━━━ ЦИТИРУЕМЫЙ ТЕКСТ ━━━

Всего лишь один год отделяет "Генриха V" от "Юлия Цезаря". Едва ли разница в изображении общественной жизни может быть отнесена за счет внезапного перелома в мировоззрений Шекспира. Скорее и естественнее предположить, что в "Генрихе V" было немало уступок идеологии официальной государственности, чем то, что Шекспир разделял иллюзии относительно природы современной ему абсолютной монархии. Впрочем, и это безразлично, ибо ни вынужденный отказ от реалистического взгляда на сословное государство, ни искренние иллюзии относительно его природы в равной мере не способствуют достижению жизненной правды в искусстве. "Генрих V" остается памятником того, что даже такой великий мастер, как Шекспир, свободно распоряжавшийся всем арсеналом художественных средств драмы, не мог безнаказанно нарушать законов жизненной правды в искусстве. Попытка искусственной идеализации абсолютистского государства даже у Шекспира не могла привести к большому художественному свершению. Великого реалиста Шекспира мы узнаем в этой пьесе лишь в частностях.

"Много шума из ничего" (Смирнов А.)

Комедия эта при жизни Шекспира была издана лишь один раз в кварто 1600 года. Это вполне удовлетворительный текст, от которого посмертное фолио отличается очень мало.

Время возникновения пьесы определяется тем, что она не упоминается у Мереса в списке шекспировских пьес, опубликованном в 1598 году. Еще точнее можно ее датировать благодаря тому обстоятельству, что в нескольких репликах Кизила в кварто говорящий обозначен именем не изображаемого персонажа, а его исполнителя - известного комика Кемпа. Между тем мы знаем, что Уильям Кемп ушел из шекспировской труппы в 1599 году. Таким образом, появление пьесы несомненно относится к театральному сезону 1598/99 года.

У Шекспира мало найдется пьес, где бы он так близко придерживался своего сюжетного источника. История оклеветанной с помощью инсценировки любовного свидания девушки и притворной смерти ее как средства восстановления ее чести, составляющая главную сюжетную основу комедии, встречается в новелле 22-й Банделло (1554), переведенной на французский язык тем самым Бельфоре ("Трагические истории", 1569, рассказ 3), у которого была взята и фабула шекспировского "Гамлета". Кроме того, сюжет этой новеллы воспроизвел с большой точностью, изменив лишь имена и место действия, Ариосто в эпизоде Ариоданта и Джиневры ("Неистовый Роланд", песнь V). Еще до появления в 1591 году полного перевода на английский язык поэмы Ариосто эпизод этот был переведен отдельно и использован как в поэме Спенсера "Царица фей" (1590; песнь V), так и в анонимной, не дошедшей до нас пьесе "Ариодант и Джиневра", исполнявшейся в придворном театре детской труппой в 1583 году.

━━━ ПОКАЗАННЫЕ ЗАПИСИ ━━━

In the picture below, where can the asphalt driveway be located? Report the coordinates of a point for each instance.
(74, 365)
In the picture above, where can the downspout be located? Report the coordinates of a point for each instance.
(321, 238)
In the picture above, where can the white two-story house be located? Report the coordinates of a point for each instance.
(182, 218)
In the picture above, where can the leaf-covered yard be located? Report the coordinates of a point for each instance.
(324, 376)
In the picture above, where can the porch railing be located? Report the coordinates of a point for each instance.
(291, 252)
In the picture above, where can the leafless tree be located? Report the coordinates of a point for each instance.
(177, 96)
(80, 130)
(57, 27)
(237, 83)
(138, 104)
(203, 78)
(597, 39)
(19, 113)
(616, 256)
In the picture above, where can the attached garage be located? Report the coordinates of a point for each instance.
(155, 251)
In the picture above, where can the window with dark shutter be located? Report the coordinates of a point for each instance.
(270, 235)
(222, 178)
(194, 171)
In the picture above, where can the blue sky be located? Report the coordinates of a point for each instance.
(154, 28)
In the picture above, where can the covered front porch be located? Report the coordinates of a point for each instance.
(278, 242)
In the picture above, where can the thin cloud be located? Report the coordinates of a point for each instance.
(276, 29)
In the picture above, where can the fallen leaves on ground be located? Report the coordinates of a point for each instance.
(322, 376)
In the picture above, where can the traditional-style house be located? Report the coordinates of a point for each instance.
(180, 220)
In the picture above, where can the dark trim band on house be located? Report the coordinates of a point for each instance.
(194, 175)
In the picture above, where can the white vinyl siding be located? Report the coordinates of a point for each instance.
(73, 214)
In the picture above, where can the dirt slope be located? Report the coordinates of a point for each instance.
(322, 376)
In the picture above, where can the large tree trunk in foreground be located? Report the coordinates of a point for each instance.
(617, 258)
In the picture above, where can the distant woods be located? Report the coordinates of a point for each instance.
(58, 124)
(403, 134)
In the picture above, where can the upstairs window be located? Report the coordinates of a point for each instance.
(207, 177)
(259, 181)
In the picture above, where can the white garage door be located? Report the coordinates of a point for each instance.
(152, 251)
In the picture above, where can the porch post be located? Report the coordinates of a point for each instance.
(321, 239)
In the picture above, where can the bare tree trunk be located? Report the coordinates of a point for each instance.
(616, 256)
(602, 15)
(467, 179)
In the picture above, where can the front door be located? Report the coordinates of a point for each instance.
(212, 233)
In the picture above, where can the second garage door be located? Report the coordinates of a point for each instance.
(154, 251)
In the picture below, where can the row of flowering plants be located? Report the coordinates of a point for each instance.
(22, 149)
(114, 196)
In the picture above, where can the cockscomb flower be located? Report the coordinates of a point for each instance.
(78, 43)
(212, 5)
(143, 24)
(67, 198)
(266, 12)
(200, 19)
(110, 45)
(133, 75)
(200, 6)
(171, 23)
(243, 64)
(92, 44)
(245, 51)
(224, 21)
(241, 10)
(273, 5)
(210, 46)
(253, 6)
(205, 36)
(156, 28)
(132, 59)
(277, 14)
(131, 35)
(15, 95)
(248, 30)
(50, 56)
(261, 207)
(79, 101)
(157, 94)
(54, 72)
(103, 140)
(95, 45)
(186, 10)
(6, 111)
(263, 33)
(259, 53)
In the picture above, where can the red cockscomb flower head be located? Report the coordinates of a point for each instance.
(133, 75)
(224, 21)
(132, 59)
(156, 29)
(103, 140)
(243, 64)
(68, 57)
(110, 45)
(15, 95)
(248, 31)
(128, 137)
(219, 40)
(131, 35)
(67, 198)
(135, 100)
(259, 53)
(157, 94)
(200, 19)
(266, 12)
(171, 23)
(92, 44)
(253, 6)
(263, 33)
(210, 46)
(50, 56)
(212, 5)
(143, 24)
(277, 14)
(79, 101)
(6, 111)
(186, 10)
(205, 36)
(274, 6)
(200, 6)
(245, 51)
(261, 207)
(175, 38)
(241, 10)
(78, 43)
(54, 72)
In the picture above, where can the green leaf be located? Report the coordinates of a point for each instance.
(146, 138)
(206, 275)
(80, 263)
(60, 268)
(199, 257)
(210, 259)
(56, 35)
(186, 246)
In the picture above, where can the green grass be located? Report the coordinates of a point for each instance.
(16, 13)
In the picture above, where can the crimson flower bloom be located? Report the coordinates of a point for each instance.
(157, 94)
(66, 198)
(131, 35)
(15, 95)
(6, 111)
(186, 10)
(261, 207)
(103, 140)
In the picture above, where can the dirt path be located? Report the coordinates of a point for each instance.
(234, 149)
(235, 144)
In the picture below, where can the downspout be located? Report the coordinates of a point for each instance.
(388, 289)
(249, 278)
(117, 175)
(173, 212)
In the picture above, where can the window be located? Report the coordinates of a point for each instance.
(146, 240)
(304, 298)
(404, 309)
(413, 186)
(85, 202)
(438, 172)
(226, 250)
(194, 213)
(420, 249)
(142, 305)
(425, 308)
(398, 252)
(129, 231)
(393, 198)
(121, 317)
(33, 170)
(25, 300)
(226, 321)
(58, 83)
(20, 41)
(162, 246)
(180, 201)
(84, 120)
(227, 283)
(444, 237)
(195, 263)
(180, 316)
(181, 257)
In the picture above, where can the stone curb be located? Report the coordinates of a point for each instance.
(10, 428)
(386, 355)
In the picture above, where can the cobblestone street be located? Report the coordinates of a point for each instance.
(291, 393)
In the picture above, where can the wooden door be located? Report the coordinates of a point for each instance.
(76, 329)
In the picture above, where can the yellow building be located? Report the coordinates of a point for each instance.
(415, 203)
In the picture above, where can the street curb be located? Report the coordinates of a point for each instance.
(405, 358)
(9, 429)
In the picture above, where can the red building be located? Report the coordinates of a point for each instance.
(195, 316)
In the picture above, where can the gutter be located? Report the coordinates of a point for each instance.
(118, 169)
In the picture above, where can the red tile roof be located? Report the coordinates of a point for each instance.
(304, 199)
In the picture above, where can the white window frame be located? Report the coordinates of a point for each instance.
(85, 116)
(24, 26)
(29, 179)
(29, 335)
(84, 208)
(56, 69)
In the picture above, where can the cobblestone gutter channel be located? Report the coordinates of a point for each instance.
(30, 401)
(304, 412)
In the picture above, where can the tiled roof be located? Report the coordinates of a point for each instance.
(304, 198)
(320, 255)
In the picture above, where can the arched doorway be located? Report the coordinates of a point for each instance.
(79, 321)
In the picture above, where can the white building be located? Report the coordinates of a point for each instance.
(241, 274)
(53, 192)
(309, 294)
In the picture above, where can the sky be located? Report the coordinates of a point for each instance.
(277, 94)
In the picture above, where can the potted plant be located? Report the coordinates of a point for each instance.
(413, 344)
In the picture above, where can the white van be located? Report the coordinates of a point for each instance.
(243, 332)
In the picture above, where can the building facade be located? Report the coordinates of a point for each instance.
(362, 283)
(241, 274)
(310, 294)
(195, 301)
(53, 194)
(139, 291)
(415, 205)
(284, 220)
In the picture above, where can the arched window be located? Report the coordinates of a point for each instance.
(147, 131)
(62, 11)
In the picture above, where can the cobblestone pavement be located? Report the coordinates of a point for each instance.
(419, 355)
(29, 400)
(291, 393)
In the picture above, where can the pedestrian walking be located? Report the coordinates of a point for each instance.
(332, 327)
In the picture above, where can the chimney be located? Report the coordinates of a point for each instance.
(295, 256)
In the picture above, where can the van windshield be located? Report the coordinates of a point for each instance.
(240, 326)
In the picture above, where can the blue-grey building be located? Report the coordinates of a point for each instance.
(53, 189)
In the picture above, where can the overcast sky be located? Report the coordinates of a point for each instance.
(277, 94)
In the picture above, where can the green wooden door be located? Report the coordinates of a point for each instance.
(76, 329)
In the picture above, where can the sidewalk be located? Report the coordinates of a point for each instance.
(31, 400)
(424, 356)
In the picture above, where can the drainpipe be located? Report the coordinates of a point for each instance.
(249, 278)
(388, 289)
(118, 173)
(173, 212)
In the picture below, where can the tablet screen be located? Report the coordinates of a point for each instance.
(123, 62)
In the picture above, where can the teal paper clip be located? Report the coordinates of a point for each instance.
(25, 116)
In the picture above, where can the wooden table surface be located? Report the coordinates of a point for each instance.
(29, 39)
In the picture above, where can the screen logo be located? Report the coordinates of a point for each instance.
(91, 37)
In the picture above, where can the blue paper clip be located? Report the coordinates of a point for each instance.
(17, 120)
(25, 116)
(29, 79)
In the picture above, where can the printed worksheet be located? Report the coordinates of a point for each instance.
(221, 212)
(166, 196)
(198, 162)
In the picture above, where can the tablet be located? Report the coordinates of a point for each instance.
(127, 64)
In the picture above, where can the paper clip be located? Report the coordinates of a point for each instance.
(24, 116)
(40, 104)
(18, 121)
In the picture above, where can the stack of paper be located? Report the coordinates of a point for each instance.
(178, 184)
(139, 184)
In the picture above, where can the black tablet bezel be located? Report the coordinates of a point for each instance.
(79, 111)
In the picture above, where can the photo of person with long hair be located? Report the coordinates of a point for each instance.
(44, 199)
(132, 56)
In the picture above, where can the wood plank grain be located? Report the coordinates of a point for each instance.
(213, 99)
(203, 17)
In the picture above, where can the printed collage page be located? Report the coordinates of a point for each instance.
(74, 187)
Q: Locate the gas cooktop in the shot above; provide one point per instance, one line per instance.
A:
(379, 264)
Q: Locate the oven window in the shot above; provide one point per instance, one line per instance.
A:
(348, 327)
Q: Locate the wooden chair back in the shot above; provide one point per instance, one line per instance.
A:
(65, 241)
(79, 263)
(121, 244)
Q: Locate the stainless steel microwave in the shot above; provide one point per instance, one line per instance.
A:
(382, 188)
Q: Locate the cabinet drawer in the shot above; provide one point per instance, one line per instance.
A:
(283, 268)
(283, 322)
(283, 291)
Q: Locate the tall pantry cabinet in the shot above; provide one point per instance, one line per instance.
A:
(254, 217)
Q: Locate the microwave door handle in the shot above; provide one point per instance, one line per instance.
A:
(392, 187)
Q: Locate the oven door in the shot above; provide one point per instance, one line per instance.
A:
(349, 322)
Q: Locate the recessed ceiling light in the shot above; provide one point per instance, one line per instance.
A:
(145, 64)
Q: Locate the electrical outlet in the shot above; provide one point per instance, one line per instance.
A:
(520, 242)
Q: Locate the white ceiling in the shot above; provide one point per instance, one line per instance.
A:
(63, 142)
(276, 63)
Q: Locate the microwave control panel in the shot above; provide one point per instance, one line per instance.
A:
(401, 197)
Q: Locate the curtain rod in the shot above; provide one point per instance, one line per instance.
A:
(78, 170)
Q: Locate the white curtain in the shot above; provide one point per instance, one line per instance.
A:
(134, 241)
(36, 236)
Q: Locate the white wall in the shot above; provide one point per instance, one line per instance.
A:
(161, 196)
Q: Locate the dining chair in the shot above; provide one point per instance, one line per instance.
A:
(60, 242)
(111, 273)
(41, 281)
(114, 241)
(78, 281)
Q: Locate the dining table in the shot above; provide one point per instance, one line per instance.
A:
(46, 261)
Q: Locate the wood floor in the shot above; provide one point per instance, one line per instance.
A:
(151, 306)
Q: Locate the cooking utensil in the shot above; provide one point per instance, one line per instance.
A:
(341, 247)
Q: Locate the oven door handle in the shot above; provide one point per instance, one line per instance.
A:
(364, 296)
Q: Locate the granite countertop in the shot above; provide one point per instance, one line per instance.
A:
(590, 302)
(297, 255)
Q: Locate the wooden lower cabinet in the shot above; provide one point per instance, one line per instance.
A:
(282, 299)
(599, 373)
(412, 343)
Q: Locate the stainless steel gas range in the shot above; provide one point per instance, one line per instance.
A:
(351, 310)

━━━

ЗАДАНИЕ: Перепишите фрагмент текста о пьесах Шекспира от «Время возникновения пьесы» до «сезону 1598/99 года.», заменив «шекспировской труппы» на «актерской труппы». Записи представляют собой отдельный материал и с текстом о пьесах Шекспира не связаны.

РЕЗУЛЬТАТ ВЫПОЛНЕНИЯ:
Время возникновения пьесы определяется тем, что она не упоминается у Мереса в списке шекспировских пьес, опубликованном в 1598 году. Еще точнее можно ее датировать благодаря тому обстоятельству, что в нескольких репликах Кизила в кварто говорящий обозначен именем не изображаемого персонажа, а его исполнителя - известного комика Кемпа. Между тем мы знаем, что Уильям Кемп ушел из актерской труппы в 1599 году. Таким образом, появление пьесы несомненно относится к театральному сезону 1598/99 года.